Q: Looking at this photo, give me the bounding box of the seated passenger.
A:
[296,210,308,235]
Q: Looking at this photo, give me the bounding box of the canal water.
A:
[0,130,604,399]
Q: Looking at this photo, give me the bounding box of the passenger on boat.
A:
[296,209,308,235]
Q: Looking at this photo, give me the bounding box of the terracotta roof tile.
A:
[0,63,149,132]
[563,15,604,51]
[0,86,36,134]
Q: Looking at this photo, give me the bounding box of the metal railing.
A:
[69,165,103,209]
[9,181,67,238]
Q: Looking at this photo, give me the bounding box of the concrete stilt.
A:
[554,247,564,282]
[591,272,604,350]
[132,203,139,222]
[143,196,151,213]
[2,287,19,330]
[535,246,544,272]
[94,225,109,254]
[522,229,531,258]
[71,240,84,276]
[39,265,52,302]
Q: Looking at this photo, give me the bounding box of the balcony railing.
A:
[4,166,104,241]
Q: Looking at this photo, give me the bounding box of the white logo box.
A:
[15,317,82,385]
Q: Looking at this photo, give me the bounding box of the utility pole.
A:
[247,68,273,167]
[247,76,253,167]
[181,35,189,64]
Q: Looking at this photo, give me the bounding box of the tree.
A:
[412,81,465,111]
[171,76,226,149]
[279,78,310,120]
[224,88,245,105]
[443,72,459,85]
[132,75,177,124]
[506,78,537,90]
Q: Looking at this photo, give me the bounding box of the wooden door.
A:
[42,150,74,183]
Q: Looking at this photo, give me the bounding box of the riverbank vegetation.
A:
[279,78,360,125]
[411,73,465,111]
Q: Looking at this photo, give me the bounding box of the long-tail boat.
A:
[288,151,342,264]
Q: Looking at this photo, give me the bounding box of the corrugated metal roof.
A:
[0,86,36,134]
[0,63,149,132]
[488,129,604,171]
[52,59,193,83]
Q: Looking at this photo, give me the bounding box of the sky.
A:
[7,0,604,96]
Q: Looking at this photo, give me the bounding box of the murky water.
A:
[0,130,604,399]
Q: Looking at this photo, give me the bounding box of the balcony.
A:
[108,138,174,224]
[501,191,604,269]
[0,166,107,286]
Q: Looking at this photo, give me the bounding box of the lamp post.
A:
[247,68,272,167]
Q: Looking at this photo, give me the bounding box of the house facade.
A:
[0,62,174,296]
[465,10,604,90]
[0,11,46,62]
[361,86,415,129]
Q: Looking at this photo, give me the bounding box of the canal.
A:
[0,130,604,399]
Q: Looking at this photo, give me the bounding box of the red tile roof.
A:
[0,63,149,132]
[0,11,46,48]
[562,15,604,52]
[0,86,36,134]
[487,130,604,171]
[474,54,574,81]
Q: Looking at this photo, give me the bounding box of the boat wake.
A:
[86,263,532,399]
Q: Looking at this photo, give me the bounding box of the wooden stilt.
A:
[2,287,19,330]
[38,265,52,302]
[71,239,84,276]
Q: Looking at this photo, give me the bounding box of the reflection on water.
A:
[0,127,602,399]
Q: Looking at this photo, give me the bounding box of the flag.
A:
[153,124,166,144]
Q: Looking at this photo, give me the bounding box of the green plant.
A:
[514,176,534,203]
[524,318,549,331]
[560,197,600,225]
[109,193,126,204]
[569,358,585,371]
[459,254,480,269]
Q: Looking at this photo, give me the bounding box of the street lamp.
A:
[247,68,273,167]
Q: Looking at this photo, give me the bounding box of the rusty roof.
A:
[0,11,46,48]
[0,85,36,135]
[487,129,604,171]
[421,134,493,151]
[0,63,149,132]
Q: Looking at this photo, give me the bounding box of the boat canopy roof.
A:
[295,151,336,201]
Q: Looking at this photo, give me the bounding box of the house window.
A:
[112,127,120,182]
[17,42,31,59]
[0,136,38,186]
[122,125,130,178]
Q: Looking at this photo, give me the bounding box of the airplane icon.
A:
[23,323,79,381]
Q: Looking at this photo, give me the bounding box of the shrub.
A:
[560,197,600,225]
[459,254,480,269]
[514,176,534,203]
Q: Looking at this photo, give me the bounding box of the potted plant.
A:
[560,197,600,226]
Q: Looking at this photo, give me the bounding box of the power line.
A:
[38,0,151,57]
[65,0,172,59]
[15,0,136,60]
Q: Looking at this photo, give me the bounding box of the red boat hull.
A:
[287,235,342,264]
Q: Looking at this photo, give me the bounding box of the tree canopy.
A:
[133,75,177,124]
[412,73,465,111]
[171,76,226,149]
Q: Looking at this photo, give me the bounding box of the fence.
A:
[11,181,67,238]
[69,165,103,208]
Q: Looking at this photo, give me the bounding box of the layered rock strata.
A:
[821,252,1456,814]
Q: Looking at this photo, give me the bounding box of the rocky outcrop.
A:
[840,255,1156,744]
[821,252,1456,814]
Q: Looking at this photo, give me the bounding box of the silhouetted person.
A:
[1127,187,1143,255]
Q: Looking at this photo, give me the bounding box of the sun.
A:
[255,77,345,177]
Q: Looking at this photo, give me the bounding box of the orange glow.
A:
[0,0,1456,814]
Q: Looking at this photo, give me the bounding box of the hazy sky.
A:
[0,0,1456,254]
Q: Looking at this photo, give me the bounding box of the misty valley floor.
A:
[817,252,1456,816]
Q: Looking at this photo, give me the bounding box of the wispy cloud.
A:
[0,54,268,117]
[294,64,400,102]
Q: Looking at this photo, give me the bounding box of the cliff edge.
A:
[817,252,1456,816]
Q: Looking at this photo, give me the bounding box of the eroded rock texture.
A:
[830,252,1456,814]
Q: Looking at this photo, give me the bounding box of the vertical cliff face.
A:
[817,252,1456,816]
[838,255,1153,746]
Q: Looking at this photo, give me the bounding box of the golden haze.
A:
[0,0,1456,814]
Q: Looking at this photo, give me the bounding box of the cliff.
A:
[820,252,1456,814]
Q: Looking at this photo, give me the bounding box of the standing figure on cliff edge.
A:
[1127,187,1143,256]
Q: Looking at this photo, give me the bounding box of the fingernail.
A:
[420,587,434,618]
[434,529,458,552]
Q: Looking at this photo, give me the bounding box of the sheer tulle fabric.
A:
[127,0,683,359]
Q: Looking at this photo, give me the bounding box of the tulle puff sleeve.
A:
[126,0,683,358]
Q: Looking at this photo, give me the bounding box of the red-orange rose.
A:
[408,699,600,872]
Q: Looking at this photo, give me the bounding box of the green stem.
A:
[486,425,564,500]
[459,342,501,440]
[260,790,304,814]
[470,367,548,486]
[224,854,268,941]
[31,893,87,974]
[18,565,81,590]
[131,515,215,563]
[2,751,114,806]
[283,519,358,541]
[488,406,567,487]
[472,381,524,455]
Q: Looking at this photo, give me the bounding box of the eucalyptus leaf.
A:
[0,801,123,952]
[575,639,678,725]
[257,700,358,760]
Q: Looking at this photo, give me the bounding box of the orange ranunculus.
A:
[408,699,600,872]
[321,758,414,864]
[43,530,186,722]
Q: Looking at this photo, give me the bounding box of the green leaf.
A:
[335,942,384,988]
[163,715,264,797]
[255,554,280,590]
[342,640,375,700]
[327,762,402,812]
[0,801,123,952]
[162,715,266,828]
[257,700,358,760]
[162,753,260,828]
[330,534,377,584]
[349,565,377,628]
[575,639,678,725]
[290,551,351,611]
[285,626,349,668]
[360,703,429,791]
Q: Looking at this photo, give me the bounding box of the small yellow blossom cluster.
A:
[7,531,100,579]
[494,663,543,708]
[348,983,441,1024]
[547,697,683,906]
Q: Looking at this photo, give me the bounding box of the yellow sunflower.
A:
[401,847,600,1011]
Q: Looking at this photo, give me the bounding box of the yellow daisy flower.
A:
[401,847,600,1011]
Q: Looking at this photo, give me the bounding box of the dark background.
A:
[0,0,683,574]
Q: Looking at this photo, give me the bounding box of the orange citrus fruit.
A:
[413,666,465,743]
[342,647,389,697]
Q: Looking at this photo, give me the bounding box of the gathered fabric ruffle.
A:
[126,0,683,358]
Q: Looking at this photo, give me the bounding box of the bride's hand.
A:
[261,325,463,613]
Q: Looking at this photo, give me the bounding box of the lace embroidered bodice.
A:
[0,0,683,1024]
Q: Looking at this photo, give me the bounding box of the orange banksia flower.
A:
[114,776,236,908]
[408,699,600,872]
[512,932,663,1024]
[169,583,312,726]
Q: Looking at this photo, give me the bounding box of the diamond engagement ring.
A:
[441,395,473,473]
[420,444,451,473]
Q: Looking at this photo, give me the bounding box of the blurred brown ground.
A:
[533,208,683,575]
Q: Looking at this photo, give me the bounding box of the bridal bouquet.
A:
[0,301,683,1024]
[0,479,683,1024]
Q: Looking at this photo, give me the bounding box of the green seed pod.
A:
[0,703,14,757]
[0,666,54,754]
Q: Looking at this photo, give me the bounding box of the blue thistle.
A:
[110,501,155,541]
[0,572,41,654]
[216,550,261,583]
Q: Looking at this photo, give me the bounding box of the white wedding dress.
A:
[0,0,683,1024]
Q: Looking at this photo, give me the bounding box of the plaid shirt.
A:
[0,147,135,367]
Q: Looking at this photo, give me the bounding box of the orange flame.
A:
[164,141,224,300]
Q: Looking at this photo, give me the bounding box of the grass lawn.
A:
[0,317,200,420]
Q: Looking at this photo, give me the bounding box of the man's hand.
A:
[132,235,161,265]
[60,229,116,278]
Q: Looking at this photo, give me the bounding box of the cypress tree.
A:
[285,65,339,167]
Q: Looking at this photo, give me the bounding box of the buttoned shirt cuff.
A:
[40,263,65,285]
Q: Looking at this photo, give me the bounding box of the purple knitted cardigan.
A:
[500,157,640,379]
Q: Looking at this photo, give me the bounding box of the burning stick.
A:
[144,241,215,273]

====================

### [WRITTEN EXERCISE]
Can you reproduce verbatim every line from the one containing "the man's hand." through the end of the records, including both the first and last lines?

### [REPLY TO THE EXERCISE]
Q: Looking at this photo, give me the bounding box of the man's hand.
A:
[132,235,161,265]
[60,229,116,278]
Q: Looking at this photo, give me the bounding box of the cypress tree.
A:
[285,65,339,167]
Q: Looking at this photo, give me the bounding box of the buttoned shirt cuff.
A:
[40,263,65,285]
Q: Looking at this photo, give me the bounding box of the purple knitted cardigan.
A:
[500,157,640,379]
Q: Looking at this photo, give me the bounding box of the burning stick.
A:
[144,241,215,273]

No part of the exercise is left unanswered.